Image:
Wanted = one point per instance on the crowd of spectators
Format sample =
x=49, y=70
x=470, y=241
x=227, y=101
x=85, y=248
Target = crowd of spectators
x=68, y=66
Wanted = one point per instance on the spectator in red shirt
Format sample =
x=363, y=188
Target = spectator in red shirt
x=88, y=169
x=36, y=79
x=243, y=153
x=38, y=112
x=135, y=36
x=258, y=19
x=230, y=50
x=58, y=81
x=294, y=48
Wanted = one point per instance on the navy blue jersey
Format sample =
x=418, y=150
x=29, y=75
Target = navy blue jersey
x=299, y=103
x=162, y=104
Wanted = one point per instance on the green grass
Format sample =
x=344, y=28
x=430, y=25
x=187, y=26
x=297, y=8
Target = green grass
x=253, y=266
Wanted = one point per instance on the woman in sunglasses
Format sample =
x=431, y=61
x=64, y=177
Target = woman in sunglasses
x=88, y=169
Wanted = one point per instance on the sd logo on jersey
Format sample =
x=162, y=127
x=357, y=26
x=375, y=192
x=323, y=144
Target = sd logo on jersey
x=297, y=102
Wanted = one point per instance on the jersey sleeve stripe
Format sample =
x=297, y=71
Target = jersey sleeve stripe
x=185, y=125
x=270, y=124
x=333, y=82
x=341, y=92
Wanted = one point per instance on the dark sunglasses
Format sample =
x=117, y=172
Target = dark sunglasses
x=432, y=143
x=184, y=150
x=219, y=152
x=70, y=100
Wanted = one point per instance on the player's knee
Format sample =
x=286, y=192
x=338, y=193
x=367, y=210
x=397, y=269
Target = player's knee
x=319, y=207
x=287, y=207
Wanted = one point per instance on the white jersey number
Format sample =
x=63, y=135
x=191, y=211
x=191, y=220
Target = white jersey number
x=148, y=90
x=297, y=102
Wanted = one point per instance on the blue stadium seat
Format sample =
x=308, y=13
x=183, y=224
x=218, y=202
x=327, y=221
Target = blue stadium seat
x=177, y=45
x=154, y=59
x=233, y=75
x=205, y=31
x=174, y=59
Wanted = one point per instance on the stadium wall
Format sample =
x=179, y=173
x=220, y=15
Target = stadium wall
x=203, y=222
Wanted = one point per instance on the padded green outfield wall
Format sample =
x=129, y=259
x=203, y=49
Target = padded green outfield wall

-=-=-=-=-

Print all of the lines above again, word for word and unchanged.

Image:
Wanted = one point per instance on the crowd of spectators
Format sample =
x=49, y=70
x=470, y=241
x=227, y=101
x=85, y=248
Target = crowd of spectators
x=68, y=66
Wanted = one point per instance on the spectator in red shirt
Format sample =
x=363, y=188
Target = spectator in red shirt
x=88, y=169
x=36, y=79
x=243, y=153
x=38, y=112
x=135, y=36
x=258, y=19
x=230, y=50
x=58, y=81
x=294, y=48
Wanted = one point per instance on the navy blue jersey
Format sample =
x=418, y=150
x=29, y=75
Target = navy blue jersey
x=299, y=103
x=162, y=104
Wanted = one point per instance on the green grass
Format sample =
x=344, y=28
x=430, y=25
x=187, y=26
x=297, y=8
Target = green grass
x=253, y=266
Wanted = one point per instance on the woman in sunglasses
Format sample =
x=431, y=61
x=64, y=177
Target = woman in sunglasses
x=88, y=169
Wanted = one point per instance on the sd logo on jersey
Format sample =
x=162, y=127
x=357, y=26
x=375, y=192
x=323, y=144
Target = sd logo on jersey
x=297, y=102
Wanted = one point per instance on the jersey sleeve stripe
Format sample =
x=297, y=71
Target = jersey sleeve stripe
x=185, y=125
x=270, y=124
x=333, y=82
x=341, y=92
Wanted = one point per instance on the dark sunglasses
Format sample =
x=117, y=172
Target = dark sunglasses
x=432, y=143
x=184, y=150
x=219, y=152
x=70, y=100
Wanted = one point per instance on the player's knee
Format sample =
x=286, y=192
x=338, y=193
x=367, y=210
x=397, y=269
Target = player's knee
x=319, y=207
x=287, y=207
Wanted = one point per instance on the white jersey number
Format sample =
x=63, y=135
x=191, y=211
x=191, y=220
Target = white jersey number
x=148, y=90
x=297, y=102
Wanted = one point per instance on the blue stadium seat
Format sample =
x=308, y=13
x=183, y=224
x=218, y=202
x=327, y=221
Target = blue stadium seat
x=177, y=45
x=154, y=59
x=233, y=75
x=205, y=31
x=174, y=59
Wanted = one point per instance on the stadium wall
Format sample =
x=179, y=173
x=220, y=15
Target = stadium wall
x=203, y=222
Wanted = one point per instance on the padded green outfield wall
Format sample =
x=129, y=259
x=203, y=49
Target = padded green outfield wall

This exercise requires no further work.